→ **What this task involves**
Using the line that contains "the letter i" as the first line and the last line of the data as the final one, give every line in that range again exactly.

→ **Referring expression pointing data**

====

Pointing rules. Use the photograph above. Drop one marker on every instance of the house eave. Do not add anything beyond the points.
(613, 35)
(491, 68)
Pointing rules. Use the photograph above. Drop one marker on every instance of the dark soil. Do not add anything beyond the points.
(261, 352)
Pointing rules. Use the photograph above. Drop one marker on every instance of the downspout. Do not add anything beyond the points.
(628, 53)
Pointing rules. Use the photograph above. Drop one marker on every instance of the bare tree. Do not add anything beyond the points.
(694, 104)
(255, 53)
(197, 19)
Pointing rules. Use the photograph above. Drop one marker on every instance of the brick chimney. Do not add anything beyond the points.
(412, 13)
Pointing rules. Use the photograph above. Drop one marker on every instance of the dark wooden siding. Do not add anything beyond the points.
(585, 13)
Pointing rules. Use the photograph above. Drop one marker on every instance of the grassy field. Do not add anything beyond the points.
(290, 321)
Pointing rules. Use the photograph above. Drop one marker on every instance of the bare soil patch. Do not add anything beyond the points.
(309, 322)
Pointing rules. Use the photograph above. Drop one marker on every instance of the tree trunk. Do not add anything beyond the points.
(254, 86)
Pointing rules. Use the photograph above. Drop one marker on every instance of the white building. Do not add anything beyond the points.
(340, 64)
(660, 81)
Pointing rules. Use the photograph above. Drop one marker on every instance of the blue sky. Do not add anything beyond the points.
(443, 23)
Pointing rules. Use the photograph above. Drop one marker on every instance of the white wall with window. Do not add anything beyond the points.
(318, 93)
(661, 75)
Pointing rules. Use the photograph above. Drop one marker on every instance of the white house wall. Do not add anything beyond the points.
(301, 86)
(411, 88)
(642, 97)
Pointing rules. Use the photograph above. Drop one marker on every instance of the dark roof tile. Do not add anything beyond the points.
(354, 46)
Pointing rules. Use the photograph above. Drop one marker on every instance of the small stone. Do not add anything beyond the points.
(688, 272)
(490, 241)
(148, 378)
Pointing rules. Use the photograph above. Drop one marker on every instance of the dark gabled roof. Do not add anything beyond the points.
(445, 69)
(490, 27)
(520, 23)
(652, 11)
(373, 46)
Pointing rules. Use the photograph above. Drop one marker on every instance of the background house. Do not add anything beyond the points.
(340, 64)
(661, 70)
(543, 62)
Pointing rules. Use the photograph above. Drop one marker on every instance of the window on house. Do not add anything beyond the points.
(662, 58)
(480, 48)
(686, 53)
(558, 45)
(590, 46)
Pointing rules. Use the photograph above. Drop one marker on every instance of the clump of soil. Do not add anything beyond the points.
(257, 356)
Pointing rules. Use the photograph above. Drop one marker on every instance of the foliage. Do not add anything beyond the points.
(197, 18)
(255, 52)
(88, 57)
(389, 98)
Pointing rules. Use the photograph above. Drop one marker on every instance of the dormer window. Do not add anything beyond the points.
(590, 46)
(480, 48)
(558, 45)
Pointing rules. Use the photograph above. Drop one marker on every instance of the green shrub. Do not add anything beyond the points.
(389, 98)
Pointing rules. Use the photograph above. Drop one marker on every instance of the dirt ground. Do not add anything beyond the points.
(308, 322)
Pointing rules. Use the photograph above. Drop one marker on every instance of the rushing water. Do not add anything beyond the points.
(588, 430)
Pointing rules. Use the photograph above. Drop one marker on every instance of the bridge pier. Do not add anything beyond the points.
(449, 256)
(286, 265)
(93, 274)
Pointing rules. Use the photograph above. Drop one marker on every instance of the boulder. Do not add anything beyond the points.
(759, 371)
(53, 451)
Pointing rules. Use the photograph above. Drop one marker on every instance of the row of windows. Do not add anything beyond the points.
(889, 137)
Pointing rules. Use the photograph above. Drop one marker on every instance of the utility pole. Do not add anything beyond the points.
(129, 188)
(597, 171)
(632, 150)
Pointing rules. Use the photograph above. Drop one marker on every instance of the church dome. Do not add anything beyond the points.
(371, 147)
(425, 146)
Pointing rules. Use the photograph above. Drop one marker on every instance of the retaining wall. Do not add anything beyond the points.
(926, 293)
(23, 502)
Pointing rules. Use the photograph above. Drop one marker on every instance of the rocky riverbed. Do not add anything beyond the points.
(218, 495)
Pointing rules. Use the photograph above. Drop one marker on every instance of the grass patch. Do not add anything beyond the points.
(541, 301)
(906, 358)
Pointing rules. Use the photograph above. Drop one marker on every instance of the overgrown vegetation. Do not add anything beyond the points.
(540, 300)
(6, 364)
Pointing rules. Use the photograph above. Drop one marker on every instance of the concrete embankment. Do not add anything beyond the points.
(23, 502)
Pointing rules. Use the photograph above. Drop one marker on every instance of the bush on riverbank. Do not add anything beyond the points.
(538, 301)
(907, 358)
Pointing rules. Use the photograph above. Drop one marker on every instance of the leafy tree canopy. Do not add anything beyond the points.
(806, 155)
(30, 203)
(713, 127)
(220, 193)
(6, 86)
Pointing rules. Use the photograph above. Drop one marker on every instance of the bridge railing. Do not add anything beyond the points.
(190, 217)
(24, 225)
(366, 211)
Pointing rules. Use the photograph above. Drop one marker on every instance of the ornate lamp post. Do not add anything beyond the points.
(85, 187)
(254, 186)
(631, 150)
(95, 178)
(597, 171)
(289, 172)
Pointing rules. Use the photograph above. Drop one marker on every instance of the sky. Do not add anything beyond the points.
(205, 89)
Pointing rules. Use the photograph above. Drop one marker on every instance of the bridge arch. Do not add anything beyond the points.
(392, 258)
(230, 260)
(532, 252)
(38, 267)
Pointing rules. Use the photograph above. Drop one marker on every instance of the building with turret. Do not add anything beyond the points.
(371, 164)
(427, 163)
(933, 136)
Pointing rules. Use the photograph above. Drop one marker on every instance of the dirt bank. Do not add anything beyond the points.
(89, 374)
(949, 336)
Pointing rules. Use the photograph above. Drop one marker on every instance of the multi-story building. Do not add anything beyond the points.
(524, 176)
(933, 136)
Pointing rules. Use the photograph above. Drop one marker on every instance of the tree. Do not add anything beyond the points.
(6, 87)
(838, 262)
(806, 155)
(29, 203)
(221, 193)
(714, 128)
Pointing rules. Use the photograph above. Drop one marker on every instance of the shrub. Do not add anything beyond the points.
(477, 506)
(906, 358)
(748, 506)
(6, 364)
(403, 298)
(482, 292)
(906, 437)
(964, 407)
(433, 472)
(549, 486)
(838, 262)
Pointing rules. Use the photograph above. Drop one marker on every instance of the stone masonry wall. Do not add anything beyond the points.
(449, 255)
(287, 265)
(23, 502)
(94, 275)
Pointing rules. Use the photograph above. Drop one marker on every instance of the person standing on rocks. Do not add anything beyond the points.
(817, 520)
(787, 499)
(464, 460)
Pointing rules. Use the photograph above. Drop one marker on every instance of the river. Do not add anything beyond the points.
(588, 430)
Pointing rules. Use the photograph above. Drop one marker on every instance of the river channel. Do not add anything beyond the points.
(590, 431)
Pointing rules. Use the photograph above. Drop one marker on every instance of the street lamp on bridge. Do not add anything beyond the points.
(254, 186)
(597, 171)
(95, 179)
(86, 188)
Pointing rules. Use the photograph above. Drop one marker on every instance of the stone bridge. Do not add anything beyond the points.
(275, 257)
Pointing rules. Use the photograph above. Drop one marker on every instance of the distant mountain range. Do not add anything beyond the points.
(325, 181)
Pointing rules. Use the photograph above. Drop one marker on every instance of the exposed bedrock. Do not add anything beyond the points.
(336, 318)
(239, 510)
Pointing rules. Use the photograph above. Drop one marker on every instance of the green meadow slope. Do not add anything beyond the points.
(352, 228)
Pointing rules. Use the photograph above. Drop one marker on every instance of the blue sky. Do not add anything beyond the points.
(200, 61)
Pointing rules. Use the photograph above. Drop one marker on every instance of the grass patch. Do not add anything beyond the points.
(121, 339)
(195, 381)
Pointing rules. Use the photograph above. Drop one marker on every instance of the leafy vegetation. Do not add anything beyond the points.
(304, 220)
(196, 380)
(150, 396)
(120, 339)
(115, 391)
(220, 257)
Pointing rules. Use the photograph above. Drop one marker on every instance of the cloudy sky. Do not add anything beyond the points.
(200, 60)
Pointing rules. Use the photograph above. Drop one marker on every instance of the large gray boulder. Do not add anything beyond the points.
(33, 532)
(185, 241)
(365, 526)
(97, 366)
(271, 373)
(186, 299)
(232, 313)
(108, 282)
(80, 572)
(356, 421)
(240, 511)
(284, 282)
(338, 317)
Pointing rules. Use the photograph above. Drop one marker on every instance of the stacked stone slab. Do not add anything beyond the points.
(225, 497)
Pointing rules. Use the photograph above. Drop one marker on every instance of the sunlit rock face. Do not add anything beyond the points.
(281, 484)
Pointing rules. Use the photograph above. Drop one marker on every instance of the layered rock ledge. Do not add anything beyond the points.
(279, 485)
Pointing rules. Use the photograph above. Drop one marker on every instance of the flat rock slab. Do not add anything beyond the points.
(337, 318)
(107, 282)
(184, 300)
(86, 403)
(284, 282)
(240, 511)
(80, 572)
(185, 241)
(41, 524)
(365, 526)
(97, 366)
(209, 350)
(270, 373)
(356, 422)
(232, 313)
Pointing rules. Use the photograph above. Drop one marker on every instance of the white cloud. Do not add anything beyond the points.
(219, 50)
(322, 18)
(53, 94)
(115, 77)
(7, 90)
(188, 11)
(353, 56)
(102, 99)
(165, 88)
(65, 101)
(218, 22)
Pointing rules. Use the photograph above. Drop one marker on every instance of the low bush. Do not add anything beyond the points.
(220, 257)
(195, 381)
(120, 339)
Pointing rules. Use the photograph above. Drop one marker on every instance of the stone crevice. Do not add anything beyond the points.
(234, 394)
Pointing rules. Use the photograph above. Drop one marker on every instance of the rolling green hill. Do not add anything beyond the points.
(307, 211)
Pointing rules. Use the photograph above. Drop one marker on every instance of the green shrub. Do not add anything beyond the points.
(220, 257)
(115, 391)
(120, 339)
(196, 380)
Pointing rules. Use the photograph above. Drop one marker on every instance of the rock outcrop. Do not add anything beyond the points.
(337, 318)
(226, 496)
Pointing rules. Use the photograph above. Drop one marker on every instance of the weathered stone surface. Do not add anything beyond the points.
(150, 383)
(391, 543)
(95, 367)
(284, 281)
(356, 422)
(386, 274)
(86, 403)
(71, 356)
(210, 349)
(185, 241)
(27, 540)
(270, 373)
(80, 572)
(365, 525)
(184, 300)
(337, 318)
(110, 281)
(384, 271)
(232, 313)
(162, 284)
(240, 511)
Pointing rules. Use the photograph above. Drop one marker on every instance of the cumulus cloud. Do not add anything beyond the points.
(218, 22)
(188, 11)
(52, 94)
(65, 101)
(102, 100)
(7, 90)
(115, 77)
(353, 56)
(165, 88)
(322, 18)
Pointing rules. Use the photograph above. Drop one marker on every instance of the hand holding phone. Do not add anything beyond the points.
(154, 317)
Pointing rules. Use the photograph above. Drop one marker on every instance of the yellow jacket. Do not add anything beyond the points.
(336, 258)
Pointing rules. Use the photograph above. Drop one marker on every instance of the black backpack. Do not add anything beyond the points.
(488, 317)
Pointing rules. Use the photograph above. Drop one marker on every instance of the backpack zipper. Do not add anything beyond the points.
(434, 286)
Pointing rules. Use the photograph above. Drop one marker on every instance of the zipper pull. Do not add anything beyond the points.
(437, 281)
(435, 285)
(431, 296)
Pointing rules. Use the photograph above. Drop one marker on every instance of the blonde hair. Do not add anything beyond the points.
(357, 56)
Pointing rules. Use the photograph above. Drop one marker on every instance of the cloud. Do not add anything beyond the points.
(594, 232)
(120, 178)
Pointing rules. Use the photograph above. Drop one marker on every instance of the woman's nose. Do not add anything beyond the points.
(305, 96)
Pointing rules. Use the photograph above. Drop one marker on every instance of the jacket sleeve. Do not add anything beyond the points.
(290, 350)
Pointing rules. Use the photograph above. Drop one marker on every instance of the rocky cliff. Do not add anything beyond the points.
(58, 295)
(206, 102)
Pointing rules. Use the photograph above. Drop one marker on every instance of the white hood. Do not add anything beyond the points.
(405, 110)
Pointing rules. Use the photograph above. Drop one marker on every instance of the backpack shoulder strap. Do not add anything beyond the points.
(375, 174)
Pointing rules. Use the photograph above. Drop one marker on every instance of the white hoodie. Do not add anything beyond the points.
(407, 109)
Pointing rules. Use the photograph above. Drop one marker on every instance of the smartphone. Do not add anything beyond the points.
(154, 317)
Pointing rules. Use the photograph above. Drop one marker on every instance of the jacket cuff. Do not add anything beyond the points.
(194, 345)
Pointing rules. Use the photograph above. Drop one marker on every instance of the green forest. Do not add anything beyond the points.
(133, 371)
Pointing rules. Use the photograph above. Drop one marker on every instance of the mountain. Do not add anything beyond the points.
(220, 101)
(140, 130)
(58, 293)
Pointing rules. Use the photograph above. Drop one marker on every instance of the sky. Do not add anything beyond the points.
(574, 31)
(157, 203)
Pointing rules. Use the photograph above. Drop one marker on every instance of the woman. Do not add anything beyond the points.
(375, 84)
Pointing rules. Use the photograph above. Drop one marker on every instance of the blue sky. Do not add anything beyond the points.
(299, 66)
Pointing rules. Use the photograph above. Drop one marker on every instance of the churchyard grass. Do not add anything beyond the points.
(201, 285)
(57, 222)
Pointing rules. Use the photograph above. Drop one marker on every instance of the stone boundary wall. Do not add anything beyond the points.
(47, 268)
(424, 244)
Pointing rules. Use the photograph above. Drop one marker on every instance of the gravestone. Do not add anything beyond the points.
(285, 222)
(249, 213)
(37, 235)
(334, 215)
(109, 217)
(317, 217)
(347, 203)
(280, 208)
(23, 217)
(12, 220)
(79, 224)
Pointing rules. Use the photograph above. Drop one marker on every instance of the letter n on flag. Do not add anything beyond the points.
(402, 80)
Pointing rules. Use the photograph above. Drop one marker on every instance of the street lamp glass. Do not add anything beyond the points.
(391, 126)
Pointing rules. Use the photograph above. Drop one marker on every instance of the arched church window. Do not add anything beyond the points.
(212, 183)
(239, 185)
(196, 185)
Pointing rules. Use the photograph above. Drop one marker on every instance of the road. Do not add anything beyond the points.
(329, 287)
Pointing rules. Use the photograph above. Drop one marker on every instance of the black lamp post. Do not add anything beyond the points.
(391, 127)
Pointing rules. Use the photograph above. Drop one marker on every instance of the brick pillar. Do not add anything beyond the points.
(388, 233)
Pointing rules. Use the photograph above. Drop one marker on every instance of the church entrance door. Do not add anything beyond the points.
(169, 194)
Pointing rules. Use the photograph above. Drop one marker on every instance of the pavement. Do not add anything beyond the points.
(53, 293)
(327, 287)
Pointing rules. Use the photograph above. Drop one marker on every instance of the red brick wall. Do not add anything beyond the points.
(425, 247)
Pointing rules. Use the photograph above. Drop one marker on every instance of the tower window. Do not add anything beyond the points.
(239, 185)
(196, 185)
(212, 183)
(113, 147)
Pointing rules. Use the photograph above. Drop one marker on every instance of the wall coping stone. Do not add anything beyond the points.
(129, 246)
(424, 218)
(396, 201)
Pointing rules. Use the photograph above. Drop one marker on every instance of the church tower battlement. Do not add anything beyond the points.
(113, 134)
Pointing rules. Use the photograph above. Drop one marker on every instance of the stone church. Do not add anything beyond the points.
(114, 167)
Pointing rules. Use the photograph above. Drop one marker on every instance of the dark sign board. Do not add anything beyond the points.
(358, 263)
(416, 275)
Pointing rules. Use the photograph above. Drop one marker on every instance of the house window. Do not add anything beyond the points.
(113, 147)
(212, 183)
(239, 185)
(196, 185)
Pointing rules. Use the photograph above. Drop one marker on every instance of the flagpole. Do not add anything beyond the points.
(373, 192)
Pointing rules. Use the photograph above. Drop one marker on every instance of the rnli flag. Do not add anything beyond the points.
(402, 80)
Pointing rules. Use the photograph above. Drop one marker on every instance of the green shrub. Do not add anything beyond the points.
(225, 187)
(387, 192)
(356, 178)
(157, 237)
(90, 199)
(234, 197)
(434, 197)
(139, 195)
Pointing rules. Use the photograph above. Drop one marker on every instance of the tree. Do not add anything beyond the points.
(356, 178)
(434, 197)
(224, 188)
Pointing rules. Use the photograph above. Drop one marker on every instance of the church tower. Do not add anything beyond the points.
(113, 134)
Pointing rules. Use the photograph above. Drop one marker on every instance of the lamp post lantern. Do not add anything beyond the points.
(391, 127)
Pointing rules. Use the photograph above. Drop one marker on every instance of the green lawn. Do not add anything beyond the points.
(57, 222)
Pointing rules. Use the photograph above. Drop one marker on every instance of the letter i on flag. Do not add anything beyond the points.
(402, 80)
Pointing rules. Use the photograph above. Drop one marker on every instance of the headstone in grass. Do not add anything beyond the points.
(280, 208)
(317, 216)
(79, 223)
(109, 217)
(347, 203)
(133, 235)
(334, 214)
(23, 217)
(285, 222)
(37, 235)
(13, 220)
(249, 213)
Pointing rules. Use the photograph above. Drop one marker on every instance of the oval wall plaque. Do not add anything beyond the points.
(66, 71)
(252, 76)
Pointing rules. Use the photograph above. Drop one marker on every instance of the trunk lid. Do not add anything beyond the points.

====

→ **Answer to this task**
Pointing rules. Use the photograph above. Drop one marker on every instance of the letter i on flag. Do not add anything beyond the points.
(402, 80)
Pointing rules. Use the photograph above. Drop one marker on every instance of the headstone in grass. Do not add anything beyond the points.
(280, 208)
(317, 216)
(79, 223)
(109, 217)
(347, 203)
(133, 235)
(334, 214)
(23, 217)
(285, 222)
(37, 235)
(13, 220)
(249, 213)
Pointing rules. Use the photograph above. Drop one marker on every instance of the oval wall plaque. Do not add anything beyond the points.
(66, 71)
(252, 76)
Pointing rules. Use the photograph above. Drop one marker on every instance of the trunk lid. Do not add anything beyond the points.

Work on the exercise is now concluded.